**Prompt:**
Give every entry again, word for word.

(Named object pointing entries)
——————

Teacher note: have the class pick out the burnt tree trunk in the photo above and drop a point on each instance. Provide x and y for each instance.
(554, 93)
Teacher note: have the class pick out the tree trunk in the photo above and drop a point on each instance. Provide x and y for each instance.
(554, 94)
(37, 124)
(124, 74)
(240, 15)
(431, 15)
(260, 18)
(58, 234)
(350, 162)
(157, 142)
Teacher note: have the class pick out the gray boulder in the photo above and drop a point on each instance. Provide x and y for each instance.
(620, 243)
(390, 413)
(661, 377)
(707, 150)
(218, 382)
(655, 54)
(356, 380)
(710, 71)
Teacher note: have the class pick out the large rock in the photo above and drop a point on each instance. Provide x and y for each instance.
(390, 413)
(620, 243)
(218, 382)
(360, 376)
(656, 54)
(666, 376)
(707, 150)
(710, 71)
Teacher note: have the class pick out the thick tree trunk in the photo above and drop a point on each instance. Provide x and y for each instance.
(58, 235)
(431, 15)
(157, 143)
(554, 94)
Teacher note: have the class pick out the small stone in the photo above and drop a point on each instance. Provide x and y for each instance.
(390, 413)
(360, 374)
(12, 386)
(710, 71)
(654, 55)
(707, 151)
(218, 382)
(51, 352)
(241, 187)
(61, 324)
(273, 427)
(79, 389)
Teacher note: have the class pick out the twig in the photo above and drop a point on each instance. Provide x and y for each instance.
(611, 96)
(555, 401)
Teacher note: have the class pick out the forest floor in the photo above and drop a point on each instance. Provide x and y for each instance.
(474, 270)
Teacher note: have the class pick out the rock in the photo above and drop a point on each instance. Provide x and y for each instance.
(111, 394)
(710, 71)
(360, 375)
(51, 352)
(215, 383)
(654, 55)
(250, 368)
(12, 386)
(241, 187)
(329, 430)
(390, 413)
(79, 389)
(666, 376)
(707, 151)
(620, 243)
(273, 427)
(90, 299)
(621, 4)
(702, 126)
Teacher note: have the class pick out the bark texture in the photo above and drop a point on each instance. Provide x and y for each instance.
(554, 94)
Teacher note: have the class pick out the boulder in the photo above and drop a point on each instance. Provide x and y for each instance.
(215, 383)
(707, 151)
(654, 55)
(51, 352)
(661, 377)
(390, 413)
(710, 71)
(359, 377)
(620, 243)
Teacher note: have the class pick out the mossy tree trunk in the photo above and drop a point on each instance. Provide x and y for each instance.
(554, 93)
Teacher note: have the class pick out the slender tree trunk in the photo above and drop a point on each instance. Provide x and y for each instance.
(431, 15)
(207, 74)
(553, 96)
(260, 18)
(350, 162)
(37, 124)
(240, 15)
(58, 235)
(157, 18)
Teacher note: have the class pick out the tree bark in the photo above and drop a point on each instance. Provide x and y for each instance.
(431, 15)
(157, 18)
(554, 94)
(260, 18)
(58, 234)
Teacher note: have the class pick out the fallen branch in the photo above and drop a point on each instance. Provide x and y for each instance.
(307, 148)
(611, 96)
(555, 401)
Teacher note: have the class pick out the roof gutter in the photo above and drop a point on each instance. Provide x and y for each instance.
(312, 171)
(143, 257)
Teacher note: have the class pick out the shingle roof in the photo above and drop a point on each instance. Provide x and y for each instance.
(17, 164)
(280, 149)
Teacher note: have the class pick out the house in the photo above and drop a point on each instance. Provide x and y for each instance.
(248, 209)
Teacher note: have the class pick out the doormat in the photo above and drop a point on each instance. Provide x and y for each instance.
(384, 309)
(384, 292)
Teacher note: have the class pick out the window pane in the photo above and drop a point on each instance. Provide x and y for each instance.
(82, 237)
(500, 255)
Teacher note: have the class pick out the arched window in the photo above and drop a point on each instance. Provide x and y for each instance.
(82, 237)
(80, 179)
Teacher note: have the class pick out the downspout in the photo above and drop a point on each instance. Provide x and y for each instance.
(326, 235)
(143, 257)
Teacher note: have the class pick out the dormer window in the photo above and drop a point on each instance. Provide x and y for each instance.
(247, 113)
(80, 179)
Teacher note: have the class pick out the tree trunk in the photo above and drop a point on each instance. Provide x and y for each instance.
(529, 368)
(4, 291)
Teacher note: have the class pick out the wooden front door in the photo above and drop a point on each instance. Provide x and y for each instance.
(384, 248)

——————

**Exercise answer:**
Teacher note: have the class pick out the burnt tree trunk in the photo above and drop a point on each instance. Provide x and y for each instance.
(554, 93)
Teacher note: have the class pick out the tree trunk in the photo above and drop a point on each instance. Provide x and y for each instance.
(554, 94)
(37, 124)
(124, 74)
(240, 15)
(431, 15)
(260, 18)
(58, 234)
(350, 162)
(157, 142)
Teacher note: have the class pick out the gray boulder in the photo above and drop a point on each instance. Provide x and y for each instance.
(620, 243)
(390, 413)
(661, 377)
(707, 150)
(218, 382)
(655, 54)
(356, 380)
(710, 71)
Teacher note: have the class pick out the large rock in the photo above and drop a point on each instance. Provide x and y for each instance.
(390, 413)
(620, 243)
(218, 382)
(360, 376)
(656, 54)
(666, 376)
(707, 150)
(710, 71)
Teacher note: have the class pick out the thick tree trunk in the photo above and drop a point on each instance. Provide x and y for each instance.
(58, 235)
(431, 15)
(157, 143)
(554, 94)
Teacher note: have the class pick out the small stone in the photo above and drop a point on each instance. Provide x and y for each instance.
(390, 413)
(360, 374)
(12, 386)
(710, 71)
(654, 55)
(707, 151)
(218, 382)
(51, 352)
(241, 187)
(61, 324)
(273, 427)
(79, 389)
Teacher note: have the class pick out the twig in the photo above and drop a point on each instance. Provide x and y for each instance.
(611, 96)
(555, 401)
Teacher note: have the class pick out the forest floor in the photo above and drop a point on each instance. Provide x and y for each instance.
(474, 270)
Teacher note: have the class pick out the rock in the photo above and drop a point on each instance. Provide x and y for each instance.
(111, 394)
(710, 71)
(360, 375)
(51, 352)
(215, 383)
(654, 55)
(250, 368)
(12, 386)
(241, 187)
(329, 430)
(390, 413)
(79, 389)
(666, 376)
(707, 151)
(620, 243)
(273, 427)
(90, 299)
(621, 4)
(702, 126)
Teacher note: have the class pick out the bark texture in the photo above and drop a point on each instance. Provide x and y for each instance.
(554, 94)
Teacher note: have the class pick out the boulder in the photo above and drop a point on each instance. Provide x and y for each instance.
(215, 383)
(707, 151)
(654, 55)
(51, 352)
(661, 377)
(390, 413)
(710, 71)
(359, 377)
(620, 243)
Teacher note: have the class pick out the mossy tree trunk in the photo above and drop a point on each instance. Provide x and y for each instance.
(554, 93)
Teacher note: have the class pick out the slender tree trunk in the photo above and drop a point on each instance. Provide x and y for each instance.
(431, 15)
(207, 74)
(553, 96)
(260, 18)
(350, 162)
(37, 124)
(240, 15)
(58, 235)
(157, 18)
Teacher note: have the class pick out the tree bark in the photo above and drop a point on each instance. Provide x and y for each instance.
(431, 15)
(157, 18)
(554, 94)
(260, 18)
(58, 234)
Teacher note: have the class pick out the fallen branch in the photo above and drop a point on each instance. Provide x and y for each instance.
(307, 148)
(611, 96)
(555, 401)
Teacher note: have the class pick out the roof gutter in the photo above and drop a point on each instance. Provide x and y for each instance.
(312, 171)
(143, 257)
Teacher note: have the class pick out the shingle roof in the photo above and drop a point on each instance. Provide x and y for each instance.
(17, 164)
(280, 149)
Teacher note: have the class pick out the house in the photo above and drop a point on each instance. Provide x and y for each instance.
(248, 209)
Teacher note: have the class pick out the doormat in the photo above and drop a point on each instance. Provide x and y for each instance.
(384, 309)
(384, 292)
Teacher note: have the class pick out the window pane in the photo above and drop a point on each instance. Provide x and y for each instance.
(82, 237)
(500, 255)
Teacher note: have the class pick out the arched window in the photo above and drop a point on each instance. Provide x and y for each instance.
(82, 237)
(80, 179)
Teacher note: have the class pick out the downspout in the photo above and drop a point on each instance. Provide x and y for each instance.
(326, 235)
(143, 257)
Teacher note: have the class pick out the dormer window in the photo above and drop a point on each instance. Provide x and y for each instance.
(247, 113)
(80, 179)
Teacher note: have the class pick out the tree trunk in the photo above and drop a point on each instance. Provide x and y for each instance.
(529, 368)
(4, 291)
Teacher note: have the class pick out the wooden front door in the photo above and drop a point on each instance. Provide x and y for each instance.
(384, 248)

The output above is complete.